* **Dataset extract**
(begin)
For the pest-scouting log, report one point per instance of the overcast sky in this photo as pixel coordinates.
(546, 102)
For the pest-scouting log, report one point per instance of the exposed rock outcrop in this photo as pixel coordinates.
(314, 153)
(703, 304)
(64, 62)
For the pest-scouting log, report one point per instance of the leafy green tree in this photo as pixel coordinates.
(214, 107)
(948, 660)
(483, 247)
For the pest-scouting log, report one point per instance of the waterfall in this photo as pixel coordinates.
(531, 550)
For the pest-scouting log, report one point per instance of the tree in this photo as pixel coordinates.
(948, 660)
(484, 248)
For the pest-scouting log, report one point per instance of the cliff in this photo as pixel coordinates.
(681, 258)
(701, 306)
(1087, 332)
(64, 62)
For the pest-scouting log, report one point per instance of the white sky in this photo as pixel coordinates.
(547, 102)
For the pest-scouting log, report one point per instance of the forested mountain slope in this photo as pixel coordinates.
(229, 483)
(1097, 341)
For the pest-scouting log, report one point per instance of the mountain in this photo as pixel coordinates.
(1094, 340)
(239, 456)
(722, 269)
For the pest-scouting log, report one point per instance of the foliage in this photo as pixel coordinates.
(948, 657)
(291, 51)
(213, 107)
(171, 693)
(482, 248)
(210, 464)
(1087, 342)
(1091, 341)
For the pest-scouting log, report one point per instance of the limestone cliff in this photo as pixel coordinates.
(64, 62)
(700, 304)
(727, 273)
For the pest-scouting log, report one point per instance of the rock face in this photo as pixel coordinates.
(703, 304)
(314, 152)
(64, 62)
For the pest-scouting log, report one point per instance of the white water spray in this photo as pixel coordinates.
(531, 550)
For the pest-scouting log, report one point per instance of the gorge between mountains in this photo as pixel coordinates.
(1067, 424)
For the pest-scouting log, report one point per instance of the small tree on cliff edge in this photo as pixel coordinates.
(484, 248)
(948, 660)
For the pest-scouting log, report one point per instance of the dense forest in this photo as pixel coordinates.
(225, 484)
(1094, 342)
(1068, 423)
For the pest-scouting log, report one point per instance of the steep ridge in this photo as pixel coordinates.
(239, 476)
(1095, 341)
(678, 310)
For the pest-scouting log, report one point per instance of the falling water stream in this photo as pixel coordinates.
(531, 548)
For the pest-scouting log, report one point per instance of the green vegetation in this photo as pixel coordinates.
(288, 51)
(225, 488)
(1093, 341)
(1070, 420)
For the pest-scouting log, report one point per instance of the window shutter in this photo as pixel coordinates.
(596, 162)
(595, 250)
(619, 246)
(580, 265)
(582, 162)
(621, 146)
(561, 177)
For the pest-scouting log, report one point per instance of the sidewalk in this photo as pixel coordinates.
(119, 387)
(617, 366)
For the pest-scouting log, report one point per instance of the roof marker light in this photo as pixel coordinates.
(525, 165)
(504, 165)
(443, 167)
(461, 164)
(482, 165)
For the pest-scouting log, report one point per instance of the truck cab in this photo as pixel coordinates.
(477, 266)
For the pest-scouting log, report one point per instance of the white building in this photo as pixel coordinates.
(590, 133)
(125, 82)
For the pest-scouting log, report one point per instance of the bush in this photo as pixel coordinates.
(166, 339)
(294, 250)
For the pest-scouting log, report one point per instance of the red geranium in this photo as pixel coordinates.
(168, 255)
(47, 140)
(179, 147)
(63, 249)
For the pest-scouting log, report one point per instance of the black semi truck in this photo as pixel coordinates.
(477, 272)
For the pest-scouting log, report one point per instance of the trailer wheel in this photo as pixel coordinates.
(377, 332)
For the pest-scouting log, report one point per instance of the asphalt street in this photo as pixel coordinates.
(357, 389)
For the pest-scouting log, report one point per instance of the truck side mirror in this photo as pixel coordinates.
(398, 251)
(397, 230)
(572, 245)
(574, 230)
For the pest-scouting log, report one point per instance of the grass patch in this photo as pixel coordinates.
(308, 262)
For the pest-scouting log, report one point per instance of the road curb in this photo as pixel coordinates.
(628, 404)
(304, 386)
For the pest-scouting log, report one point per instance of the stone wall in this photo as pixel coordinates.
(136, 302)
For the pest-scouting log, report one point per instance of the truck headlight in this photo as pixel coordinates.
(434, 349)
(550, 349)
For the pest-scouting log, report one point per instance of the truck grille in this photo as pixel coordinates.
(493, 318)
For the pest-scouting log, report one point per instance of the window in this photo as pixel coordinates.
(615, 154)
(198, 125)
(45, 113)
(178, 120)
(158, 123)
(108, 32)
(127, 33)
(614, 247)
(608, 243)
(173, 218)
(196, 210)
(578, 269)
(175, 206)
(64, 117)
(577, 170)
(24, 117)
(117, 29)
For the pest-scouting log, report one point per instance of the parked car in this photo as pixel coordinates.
(end)
(begin)
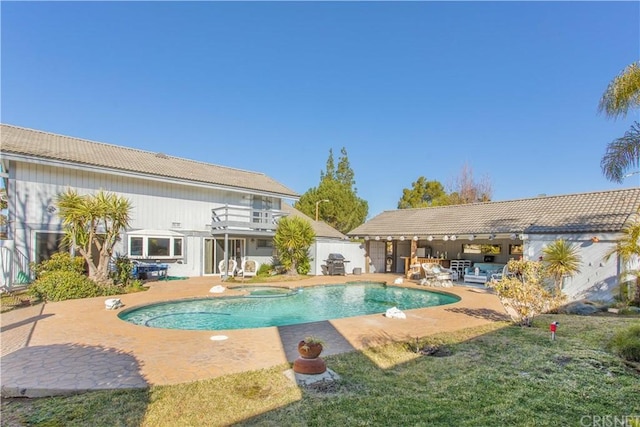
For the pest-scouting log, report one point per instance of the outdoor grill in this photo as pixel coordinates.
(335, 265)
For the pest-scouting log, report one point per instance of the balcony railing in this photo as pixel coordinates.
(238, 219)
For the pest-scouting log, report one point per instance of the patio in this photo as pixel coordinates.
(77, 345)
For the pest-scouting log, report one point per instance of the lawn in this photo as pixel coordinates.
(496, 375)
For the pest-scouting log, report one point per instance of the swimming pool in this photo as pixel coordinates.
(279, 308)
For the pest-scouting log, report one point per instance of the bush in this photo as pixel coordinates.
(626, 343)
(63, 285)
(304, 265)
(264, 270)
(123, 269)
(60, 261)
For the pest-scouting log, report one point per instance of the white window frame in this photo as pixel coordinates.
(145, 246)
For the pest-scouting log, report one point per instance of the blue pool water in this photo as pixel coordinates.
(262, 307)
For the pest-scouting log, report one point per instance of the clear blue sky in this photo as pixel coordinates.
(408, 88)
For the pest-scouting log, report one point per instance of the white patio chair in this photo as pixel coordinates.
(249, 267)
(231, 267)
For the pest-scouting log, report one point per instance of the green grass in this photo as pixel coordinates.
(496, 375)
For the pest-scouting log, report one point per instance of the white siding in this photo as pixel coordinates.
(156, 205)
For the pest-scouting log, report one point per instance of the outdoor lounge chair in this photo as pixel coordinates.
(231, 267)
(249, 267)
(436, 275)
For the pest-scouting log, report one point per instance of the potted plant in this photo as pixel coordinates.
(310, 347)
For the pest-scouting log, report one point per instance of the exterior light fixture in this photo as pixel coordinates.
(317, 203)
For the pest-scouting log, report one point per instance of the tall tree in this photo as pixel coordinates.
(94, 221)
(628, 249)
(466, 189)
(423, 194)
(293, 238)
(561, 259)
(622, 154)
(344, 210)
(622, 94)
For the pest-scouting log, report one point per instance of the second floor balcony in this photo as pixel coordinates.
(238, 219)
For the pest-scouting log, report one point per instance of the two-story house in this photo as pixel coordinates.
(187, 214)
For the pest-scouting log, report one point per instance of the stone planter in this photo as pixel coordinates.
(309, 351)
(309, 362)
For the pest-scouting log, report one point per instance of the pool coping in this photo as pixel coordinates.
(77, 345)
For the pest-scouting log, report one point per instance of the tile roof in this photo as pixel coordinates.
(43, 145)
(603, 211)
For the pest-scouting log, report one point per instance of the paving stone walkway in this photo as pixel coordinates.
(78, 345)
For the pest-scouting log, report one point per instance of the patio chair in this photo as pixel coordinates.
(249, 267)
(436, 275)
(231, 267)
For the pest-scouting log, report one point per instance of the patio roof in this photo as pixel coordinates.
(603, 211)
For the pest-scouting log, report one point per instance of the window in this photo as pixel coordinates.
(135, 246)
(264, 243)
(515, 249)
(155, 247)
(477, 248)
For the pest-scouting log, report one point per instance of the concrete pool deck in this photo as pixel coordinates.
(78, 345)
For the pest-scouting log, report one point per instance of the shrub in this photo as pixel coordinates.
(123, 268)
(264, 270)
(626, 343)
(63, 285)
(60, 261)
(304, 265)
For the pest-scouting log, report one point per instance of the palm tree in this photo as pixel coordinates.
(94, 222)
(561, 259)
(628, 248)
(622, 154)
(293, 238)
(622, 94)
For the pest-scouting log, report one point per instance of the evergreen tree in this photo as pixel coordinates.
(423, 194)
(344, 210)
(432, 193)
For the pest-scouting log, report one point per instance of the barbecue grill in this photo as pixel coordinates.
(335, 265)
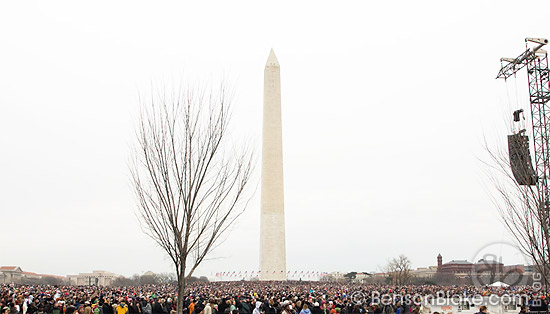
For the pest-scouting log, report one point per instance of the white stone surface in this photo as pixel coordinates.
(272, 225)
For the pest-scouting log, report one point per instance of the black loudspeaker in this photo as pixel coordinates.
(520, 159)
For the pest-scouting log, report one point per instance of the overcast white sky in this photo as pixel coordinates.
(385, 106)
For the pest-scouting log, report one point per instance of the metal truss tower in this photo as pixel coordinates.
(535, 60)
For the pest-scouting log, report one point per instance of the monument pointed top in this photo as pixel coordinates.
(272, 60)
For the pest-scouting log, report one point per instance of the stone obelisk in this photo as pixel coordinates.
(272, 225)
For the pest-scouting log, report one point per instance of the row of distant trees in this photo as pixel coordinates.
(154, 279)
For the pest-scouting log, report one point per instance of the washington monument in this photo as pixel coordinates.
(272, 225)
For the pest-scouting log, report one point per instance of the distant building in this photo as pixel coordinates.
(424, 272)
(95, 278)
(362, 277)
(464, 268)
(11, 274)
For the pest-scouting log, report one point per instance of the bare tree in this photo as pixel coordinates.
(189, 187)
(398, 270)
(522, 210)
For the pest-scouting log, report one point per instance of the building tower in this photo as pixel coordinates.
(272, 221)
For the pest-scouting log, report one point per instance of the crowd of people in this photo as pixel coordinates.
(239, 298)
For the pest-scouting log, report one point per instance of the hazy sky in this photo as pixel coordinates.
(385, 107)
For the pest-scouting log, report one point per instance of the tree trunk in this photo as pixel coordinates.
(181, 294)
(end)
* **Request**
Render the entries between the lines holding "overcast sky in this photo as pixel coordinates." and "(1067, 424)", inclusive, as a two-column CSV with the header entry_text,answer. Give one row per entry, with its text under entry_text and all of its coordinates under answer, each field in double quotes and every line break replaced by a space.

* **Problem solution**
entry_text,answer
"For the pest-scouting log, report one point per instance of the overcast sky in this photo as pixel coordinates.","(546, 102)"
"For the pest-scouting log, report one point per instance of the exposed rock outcrop in this photo as pixel coordinates.","(314, 153) (703, 304) (64, 62)"
"For the pest-scouting log, report one point per instance of the leafy green tree in this photo as pixel coordinates.","(214, 107) (948, 660) (483, 247)"
"For the pest-scouting log, report one point per instance of the waterfall in this photo as pixel coordinates.","(531, 550)"
"For the pest-scouting log, report one point per instance of the tree in this photo as pixel coordinates.","(948, 660) (484, 248)"
"For the pest-scouting log, report one point per instance of the cliff in this photo as pixel coordinates.","(681, 258) (701, 306) (1087, 332) (64, 62)"
"For the pest-scouting log, report one point per instance of the white sky in this photo as pixel coordinates.","(547, 102)"
"For the pest-scouting log, report one point per instance of the forested mountain slope in this photo as pixel coordinates.","(229, 483) (1097, 341)"
"For the pest-scouting log, report one point per instance of the mountain in this photo as pixel coordinates.","(1094, 340) (239, 456) (722, 269)"
"For the pest-scouting log, report one point per instance of the foliage in this photo as pixel coordinates.","(948, 657) (291, 51) (213, 107) (171, 693) (482, 248) (210, 464) (1087, 342) (1091, 341)"
"For the pest-scouting log, report one point per instance of the limestone cliff in this photo as pixel coordinates.","(64, 62) (700, 304) (727, 273)"
"For the pest-scouting log, report one point per instance of the rock face in this photo as pixel coordinates.","(703, 304) (314, 152) (64, 62)"
"For the pest-scouting log, report one point per instance of the white water spray in this photo as pixel coordinates.","(531, 550)"
"For the pest-scouting log, report one point per instance of the gorge between mountains in this photo as pixel coordinates.","(1067, 424)"